# PROBLEM TO SOLVE:
An exact transcription is needed of the lines below from the one with "Target: side mirror" through the one with "Target: red backdrop", with no other lines and no pictures.

(Saved entries)
===
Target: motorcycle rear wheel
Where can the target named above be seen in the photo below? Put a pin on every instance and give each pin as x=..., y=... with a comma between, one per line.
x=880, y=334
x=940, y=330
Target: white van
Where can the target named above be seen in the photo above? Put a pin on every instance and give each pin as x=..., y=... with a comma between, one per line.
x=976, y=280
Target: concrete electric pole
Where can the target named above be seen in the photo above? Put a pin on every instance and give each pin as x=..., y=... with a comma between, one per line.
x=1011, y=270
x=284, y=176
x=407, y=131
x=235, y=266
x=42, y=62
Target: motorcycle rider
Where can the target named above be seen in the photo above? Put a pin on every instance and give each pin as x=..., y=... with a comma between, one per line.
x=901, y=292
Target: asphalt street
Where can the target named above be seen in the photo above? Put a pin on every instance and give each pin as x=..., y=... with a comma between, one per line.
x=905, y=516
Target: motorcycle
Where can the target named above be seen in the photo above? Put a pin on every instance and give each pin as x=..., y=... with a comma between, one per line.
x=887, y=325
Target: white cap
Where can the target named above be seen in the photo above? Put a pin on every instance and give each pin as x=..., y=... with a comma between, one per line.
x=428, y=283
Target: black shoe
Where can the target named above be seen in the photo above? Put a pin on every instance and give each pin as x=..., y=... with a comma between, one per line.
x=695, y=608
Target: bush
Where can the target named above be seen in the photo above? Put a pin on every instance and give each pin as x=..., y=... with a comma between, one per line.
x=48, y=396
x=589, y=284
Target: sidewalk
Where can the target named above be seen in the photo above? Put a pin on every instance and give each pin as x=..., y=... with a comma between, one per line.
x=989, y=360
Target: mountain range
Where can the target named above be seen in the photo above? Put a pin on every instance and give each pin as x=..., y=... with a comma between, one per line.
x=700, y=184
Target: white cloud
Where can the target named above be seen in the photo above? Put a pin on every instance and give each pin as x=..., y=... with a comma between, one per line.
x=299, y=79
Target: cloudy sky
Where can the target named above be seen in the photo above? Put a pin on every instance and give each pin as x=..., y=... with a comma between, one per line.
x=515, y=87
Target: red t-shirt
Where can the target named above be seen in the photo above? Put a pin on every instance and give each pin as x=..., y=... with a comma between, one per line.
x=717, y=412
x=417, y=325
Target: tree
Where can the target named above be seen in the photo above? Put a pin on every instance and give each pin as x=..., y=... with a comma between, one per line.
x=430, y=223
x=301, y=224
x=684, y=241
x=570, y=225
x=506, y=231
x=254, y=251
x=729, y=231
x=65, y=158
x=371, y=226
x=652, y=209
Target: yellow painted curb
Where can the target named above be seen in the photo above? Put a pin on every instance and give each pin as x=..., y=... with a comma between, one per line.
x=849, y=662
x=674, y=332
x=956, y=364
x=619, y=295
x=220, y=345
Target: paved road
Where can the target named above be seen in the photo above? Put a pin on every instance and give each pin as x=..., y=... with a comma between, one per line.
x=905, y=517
===
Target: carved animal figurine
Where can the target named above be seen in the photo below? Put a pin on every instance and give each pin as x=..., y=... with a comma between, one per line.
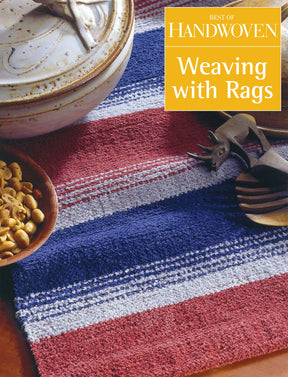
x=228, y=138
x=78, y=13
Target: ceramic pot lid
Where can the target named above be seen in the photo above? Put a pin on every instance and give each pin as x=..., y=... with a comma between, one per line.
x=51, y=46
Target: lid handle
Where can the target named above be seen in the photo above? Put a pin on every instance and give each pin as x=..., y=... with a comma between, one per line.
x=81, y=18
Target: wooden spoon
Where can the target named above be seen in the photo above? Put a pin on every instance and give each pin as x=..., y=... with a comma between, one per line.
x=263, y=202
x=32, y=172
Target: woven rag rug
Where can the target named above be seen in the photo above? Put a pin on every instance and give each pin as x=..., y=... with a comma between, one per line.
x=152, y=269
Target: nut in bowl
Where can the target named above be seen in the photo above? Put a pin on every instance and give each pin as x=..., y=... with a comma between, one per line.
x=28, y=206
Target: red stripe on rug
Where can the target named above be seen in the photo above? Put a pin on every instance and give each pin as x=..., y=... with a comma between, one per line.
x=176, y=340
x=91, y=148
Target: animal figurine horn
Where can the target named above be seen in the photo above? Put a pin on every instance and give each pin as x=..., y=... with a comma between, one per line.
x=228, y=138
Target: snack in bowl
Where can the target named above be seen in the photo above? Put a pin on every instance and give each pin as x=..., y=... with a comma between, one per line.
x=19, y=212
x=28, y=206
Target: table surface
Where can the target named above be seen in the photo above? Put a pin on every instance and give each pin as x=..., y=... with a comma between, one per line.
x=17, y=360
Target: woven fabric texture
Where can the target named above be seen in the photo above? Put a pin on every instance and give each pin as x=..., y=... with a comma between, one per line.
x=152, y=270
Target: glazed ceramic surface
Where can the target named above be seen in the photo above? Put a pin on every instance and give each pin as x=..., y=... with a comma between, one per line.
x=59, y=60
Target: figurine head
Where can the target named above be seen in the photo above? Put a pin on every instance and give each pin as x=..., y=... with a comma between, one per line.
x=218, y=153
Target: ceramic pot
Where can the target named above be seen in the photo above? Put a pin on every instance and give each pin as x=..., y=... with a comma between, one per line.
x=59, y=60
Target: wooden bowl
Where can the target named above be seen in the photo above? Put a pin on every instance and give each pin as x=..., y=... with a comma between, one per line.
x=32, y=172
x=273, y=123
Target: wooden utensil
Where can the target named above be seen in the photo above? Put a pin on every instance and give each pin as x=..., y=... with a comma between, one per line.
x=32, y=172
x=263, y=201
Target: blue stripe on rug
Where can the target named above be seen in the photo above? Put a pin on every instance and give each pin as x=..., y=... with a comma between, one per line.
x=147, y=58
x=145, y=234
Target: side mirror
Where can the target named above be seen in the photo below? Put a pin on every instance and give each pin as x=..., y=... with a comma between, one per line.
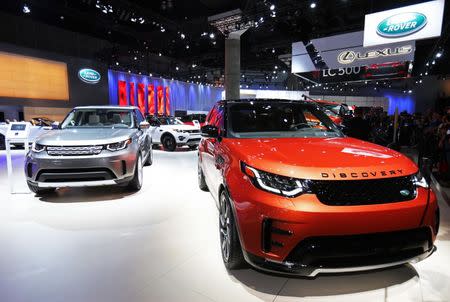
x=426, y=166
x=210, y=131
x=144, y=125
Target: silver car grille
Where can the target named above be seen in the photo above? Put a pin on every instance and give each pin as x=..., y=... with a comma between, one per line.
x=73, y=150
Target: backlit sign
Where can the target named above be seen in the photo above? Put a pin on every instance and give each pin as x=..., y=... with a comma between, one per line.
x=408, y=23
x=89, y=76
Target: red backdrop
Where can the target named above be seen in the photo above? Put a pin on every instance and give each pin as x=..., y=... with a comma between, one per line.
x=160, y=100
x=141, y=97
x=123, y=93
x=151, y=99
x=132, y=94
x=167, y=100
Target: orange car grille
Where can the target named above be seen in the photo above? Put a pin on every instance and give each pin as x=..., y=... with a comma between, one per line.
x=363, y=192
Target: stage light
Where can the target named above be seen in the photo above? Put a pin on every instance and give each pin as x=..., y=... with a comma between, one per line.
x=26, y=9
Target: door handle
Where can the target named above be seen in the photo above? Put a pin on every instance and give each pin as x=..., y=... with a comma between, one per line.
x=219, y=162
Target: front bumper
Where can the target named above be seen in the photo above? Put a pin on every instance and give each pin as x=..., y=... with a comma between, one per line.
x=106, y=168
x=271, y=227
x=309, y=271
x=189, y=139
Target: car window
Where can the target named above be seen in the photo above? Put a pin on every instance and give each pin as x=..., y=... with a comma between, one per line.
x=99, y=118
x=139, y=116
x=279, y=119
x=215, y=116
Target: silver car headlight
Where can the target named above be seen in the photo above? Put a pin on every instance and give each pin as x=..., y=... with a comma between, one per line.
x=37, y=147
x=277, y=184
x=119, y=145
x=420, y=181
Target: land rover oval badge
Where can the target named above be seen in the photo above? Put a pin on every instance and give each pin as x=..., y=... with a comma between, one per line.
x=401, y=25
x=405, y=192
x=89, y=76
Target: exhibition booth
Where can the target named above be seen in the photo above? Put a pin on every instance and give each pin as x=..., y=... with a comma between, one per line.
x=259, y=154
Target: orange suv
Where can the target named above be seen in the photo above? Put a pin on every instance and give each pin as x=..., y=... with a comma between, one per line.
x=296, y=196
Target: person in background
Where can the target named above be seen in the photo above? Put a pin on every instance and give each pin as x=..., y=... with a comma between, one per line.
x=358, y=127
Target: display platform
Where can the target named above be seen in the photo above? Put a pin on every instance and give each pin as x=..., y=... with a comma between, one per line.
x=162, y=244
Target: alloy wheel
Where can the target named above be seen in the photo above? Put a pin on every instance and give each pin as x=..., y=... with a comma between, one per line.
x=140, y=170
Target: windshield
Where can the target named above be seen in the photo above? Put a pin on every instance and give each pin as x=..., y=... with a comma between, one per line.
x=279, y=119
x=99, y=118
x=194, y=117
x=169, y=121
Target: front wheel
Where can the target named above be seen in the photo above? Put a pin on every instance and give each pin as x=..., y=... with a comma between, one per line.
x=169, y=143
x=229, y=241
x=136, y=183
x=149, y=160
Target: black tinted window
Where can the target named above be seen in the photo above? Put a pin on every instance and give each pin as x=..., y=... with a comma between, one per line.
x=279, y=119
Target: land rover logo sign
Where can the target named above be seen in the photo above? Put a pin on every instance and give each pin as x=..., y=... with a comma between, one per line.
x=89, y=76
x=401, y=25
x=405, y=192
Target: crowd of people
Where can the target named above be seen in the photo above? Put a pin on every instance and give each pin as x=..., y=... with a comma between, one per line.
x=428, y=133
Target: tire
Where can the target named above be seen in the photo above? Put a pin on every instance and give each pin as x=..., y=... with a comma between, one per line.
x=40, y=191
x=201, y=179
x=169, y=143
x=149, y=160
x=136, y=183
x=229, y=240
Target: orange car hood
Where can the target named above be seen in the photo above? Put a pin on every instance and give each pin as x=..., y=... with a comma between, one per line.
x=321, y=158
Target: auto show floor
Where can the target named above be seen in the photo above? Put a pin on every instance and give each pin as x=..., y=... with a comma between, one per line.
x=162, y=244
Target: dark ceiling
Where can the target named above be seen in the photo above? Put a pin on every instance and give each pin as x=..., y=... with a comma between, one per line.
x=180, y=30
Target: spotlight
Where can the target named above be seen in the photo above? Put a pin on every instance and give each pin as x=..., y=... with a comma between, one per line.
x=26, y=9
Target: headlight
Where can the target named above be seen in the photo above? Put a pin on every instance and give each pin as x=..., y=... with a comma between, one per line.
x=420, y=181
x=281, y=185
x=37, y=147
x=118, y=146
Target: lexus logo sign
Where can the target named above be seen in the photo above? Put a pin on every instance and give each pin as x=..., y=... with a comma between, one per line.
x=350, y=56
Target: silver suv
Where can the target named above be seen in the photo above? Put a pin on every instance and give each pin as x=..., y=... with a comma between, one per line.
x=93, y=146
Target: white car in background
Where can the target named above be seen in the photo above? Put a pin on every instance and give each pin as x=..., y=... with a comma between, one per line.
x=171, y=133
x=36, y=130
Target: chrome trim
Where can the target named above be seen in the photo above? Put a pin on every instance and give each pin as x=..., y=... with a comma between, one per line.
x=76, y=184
===
# ANSWER TO THIS TASK:
Target: side mirror
Where can the target named above be seen in the photo below? Put a pin on every instance and give each pin as x=..., y=... with a comma between, one per line.
x=426, y=166
x=210, y=131
x=144, y=125
Target: silver car grille
Where can the target named above be seen in the photo above? Put a pin on every instance and give each pin as x=..., y=... with a comma between, one per line.
x=73, y=150
Target: backlit sign
Where can the target named above be seen in the photo above? Put a pin on every instance and give each pin as x=..., y=... with a comma between, one per line.
x=408, y=23
x=89, y=76
Target: red backdrop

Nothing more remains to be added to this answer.